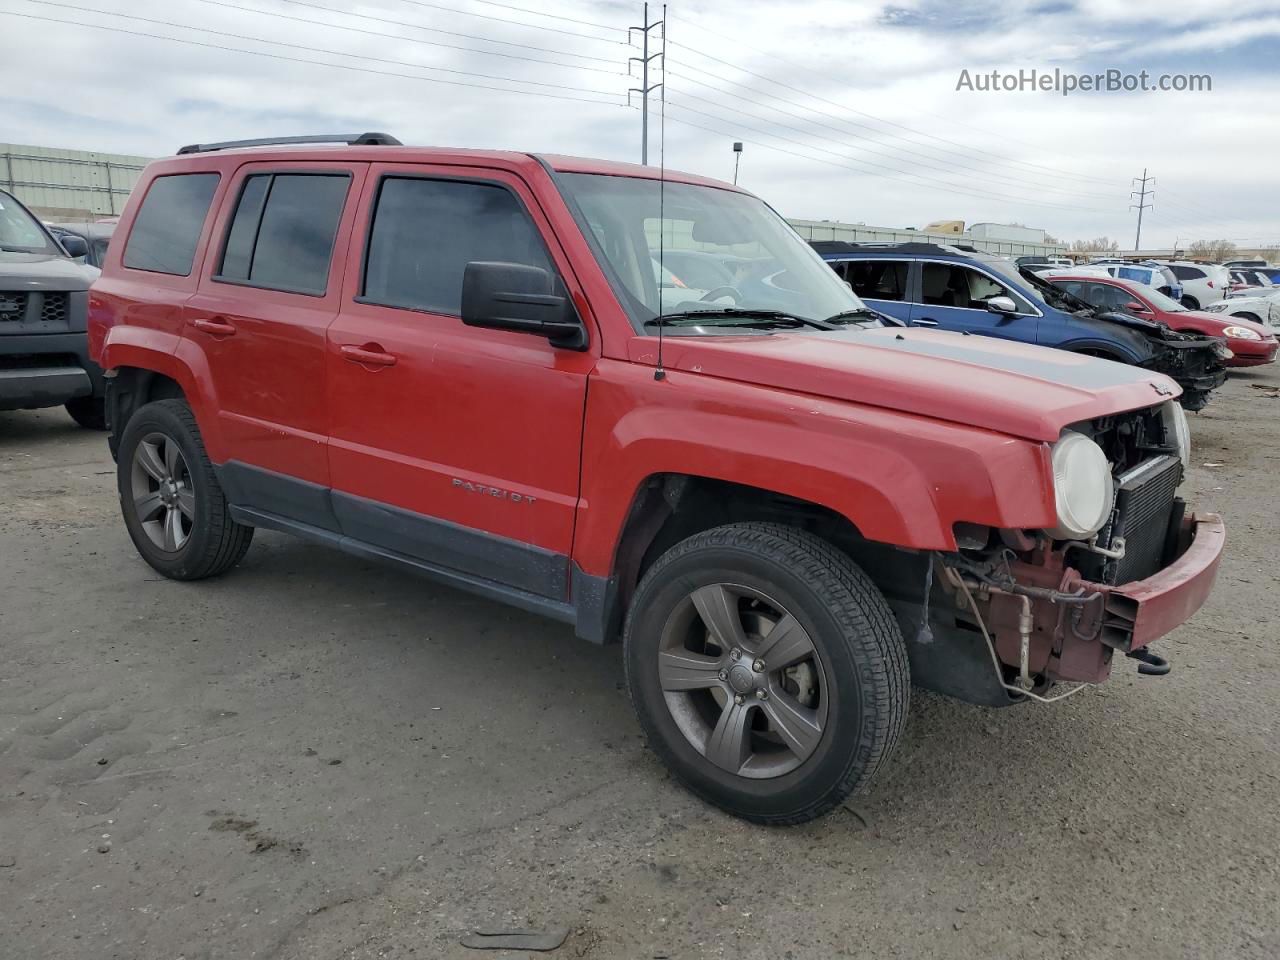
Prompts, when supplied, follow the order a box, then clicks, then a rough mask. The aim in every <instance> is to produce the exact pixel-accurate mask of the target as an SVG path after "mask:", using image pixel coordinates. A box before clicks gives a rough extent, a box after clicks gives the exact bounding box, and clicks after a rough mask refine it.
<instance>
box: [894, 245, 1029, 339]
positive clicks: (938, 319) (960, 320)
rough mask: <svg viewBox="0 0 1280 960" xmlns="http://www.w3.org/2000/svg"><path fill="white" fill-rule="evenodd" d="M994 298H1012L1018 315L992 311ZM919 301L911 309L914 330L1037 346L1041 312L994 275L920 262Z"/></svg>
******************************
◆ Exercise objective
Would you return all lines from the preceding listing that contain the word "instance"?

◆ Your solution
Prompts, when supplied, follow the order a box, then clicks, then a rough mask. The aim in every <instance> is to produce the exact pixel-accurate mask of the target as an SVG path after "mask:", using image pixel coordinates. A box before clicks gives a rough extent, a box after clicks gives the exact bounding box, and clicks after a rough mask refine it.
<instance>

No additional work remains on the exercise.